Prompt -
Present an exact copy of each line below.

══════════

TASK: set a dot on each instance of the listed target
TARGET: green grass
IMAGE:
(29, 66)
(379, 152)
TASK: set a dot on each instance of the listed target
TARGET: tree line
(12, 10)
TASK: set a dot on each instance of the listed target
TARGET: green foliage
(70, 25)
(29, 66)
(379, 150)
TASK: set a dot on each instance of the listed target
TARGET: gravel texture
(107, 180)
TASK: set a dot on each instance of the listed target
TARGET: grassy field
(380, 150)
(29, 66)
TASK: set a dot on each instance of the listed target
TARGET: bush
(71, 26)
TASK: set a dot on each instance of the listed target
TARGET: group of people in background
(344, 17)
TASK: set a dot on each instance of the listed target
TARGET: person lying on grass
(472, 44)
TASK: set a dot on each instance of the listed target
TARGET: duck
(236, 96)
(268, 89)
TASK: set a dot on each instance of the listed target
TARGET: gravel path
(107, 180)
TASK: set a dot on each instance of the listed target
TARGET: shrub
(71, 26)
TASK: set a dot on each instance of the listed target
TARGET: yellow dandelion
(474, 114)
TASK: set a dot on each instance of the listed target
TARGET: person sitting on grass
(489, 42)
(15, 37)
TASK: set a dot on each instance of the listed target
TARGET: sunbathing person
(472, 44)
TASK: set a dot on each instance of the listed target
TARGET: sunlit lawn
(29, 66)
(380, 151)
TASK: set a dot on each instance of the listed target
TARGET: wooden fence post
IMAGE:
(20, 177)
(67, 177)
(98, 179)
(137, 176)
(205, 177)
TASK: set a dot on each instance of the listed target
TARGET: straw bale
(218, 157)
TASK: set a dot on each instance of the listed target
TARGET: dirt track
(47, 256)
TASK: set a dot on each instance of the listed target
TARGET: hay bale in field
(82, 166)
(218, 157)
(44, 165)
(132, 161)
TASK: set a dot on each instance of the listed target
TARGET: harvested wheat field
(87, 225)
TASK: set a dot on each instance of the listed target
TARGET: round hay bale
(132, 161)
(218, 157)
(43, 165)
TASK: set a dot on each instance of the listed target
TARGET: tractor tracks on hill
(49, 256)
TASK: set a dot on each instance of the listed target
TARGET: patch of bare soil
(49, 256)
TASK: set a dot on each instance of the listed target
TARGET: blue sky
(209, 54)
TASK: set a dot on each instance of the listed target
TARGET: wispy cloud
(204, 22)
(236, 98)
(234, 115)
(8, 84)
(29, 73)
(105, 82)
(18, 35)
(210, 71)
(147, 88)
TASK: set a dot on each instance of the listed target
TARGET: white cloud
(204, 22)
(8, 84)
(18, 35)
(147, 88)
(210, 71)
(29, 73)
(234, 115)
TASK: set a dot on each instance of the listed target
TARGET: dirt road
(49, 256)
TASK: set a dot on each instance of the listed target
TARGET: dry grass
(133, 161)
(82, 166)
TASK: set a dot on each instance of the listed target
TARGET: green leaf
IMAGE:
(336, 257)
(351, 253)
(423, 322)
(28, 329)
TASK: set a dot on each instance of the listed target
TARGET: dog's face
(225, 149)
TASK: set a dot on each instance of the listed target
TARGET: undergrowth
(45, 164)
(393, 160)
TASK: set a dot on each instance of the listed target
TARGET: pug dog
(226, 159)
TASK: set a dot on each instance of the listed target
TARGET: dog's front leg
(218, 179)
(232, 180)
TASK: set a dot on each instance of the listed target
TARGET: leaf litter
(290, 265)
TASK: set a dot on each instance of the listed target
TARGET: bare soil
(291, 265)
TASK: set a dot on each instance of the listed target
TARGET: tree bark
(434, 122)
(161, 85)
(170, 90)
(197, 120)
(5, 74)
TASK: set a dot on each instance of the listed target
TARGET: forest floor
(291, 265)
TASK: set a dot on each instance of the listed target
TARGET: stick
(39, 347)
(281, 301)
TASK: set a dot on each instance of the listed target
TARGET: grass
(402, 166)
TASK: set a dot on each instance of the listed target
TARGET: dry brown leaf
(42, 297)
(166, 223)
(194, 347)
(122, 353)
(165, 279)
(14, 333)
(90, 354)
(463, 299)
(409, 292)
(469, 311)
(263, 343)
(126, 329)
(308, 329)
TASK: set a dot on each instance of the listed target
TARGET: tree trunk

══════════

Response to the exercise -
TASK: set a dot on each instance of the listed target
TARGET: green grass
IMAGE:
(29, 66)
(379, 152)
TASK: set a dot on each instance of the listed target
TARGET: tree line
(12, 10)
TASK: set a dot on each instance of the listed target
TARGET: green foliage
(70, 25)
(29, 66)
(379, 150)
TASK: set a dot on each instance of the listed target
TARGET: gravel texture
(107, 180)
TASK: set a dot on each instance of the listed target
TARGET: grassy field
(380, 150)
(29, 66)
TASK: set a dot on each instance of the listed target
TARGET: bush
(71, 26)
TASK: set a dot on each instance of the listed target
TARGET: group of people in background
(344, 17)
TASK: set a dot on each instance of the listed target
TARGET: person lying on grass
(472, 44)
TASK: set a dot on each instance of the listed target
TARGET: duck
(236, 96)
(268, 89)
TASK: set a dot on each instance of the listed target
TARGET: gravel path
(107, 180)
TASK: set a dot on each instance of the listed target
TARGET: shrub
(71, 26)
TASK: set a dot on each instance of the listed target
TARGET: yellow dandelion
(474, 114)
TASK: set a dot on each instance of the listed target
TARGET: person sitting on grass
(489, 42)
(15, 37)
TASK: set a dot on each instance of the listed target
TARGET: sunbathing person
(472, 44)
TASK: set a dot on each instance of the listed target
TARGET: sunlit lawn
(29, 66)
(380, 151)
TASK: set a dot on each instance of the listed target
TARGET: wooden fence post
IMAGE:
(20, 177)
(67, 177)
(98, 179)
(137, 176)
(205, 177)
TASK: set a dot on each instance of the listed target
TARGET: straw bale
(218, 157)
TASK: set a dot on each instance of the listed target
TARGET: dirt track
(47, 256)
TASK: set a dot on each instance of the listed target
TARGET: hay bale in field
(82, 166)
(218, 157)
(44, 165)
(132, 161)
TASK: set a dot on each instance of the listed target
TARGET: harvested wheat field
(87, 225)
TASK: set a dot on each instance of the listed target
TARGET: round hay bale
(132, 161)
(218, 157)
(43, 165)
TASK: set a dot on each instance of the listed target
TARGET: tractor tracks on hill
(49, 256)
TASK: set a dot on each instance of the listed target
TARGET: patch of bare soil
(49, 256)
TASK: set a dot on each instance of the listed target
TARGET: blue sky
(209, 54)
TASK: set a dot on each instance of the listed target
TARGET: wispy cloud
(204, 22)
(236, 98)
(234, 115)
(8, 84)
(29, 73)
(105, 82)
(18, 35)
(210, 71)
(147, 88)
TASK: set a dot on each instance of the listed target
TARGET: white cloud
(204, 22)
(8, 84)
(18, 35)
(147, 88)
(210, 71)
(29, 73)
(234, 115)
TASK: set a dot on each instance of the listed target
TARGET: dirt road
(49, 256)
TASK: set a dot on each instance of the listed target
TARGET: dry grass
(133, 161)
(82, 166)
TASK: set a dot on each instance of the listed target
TARGET: green leaf
IMAGE:
(336, 257)
(351, 253)
(423, 322)
(28, 329)
TASK: set a dot on each instance of the listed target
TARGET: dog's face
(225, 149)
TASK: set a dot on each instance of the listed target
TARGET: undergrowth
(45, 164)
(393, 160)
TASK: set a dot on each instance of the listed target
TARGET: pug dog
(226, 159)
TASK: set a dot on each instance of the listed target
TARGET: dog's front leg
(218, 179)
(232, 180)
TASK: set a dot on each instance of the listed target
TARGET: leaf litter
(290, 265)
TASK: set a dot on each instance of the listed target
TARGET: bare soil
(291, 265)
TASK: set a dot on each instance of the listed target
TARGET: tree bark
(434, 122)
(161, 85)
(170, 90)
(197, 120)
(5, 74)
TASK: set a dot on each instance of the listed target
TARGET: forest floor
(291, 265)
TASK: set a dot on each instance of the listed target
TARGET: stick
(39, 347)
(281, 301)
TASK: set a dot on each instance of the listed target
TARGET: grass
(402, 166)
TASK: set a dot on each instance of the listed target
TARGET: dry brown leaf
(42, 297)
(166, 223)
(194, 347)
(122, 353)
(165, 279)
(14, 333)
(90, 354)
(463, 299)
(409, 292)
(469, 311)
(263, 343)
(126, 329)
(308, 329)
TASK: set a dot on each instance of the listed target
TARGET: tree trunk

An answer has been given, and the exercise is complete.